Directions for this task => Every line in the records below that holds "standing" must be identified and copied.

(Dataset entries)
══════════

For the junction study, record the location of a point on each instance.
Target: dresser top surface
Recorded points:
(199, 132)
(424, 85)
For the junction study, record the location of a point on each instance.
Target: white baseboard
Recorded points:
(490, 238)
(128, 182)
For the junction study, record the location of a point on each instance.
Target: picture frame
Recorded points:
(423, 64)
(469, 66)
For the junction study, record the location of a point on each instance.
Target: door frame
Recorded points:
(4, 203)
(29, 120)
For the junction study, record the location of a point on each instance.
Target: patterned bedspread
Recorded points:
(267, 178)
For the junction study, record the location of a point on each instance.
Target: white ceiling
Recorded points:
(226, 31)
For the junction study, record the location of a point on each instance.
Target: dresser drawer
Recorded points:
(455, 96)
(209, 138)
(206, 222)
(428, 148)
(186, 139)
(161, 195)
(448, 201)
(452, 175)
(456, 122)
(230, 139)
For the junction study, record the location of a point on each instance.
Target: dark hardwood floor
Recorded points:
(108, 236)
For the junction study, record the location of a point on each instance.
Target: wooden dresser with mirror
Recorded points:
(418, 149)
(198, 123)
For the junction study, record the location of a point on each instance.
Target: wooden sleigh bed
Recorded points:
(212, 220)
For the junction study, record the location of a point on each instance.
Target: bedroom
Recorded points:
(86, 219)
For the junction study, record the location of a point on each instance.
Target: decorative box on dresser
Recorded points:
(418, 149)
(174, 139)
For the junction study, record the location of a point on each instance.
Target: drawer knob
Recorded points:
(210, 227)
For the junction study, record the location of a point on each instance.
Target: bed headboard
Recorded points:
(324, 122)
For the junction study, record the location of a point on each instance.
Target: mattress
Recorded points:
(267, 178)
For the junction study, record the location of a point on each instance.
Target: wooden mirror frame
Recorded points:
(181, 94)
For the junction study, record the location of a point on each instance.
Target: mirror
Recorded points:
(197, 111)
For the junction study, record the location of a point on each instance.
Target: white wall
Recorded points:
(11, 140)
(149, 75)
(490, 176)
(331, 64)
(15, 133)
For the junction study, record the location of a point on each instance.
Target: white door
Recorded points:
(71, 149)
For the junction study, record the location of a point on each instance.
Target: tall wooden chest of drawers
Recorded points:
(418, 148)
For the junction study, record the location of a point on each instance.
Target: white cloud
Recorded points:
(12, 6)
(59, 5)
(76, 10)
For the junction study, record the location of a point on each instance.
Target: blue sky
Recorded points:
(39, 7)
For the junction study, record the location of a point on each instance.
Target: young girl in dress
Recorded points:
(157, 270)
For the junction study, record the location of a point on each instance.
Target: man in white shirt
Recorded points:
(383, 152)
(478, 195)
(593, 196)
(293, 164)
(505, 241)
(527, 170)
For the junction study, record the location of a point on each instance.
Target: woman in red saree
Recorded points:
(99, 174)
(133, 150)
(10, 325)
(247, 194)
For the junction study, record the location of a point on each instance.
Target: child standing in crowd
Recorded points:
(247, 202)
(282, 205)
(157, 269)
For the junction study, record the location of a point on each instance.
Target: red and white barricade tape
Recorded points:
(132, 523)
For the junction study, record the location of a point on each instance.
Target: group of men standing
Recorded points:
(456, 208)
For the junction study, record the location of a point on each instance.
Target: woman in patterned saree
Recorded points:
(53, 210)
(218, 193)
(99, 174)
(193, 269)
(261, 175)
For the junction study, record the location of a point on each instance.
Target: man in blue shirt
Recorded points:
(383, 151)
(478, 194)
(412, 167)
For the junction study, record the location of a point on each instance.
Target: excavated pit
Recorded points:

══════════

Solution for this exercise =>
Target: child standing in crowd
Target: group of men standing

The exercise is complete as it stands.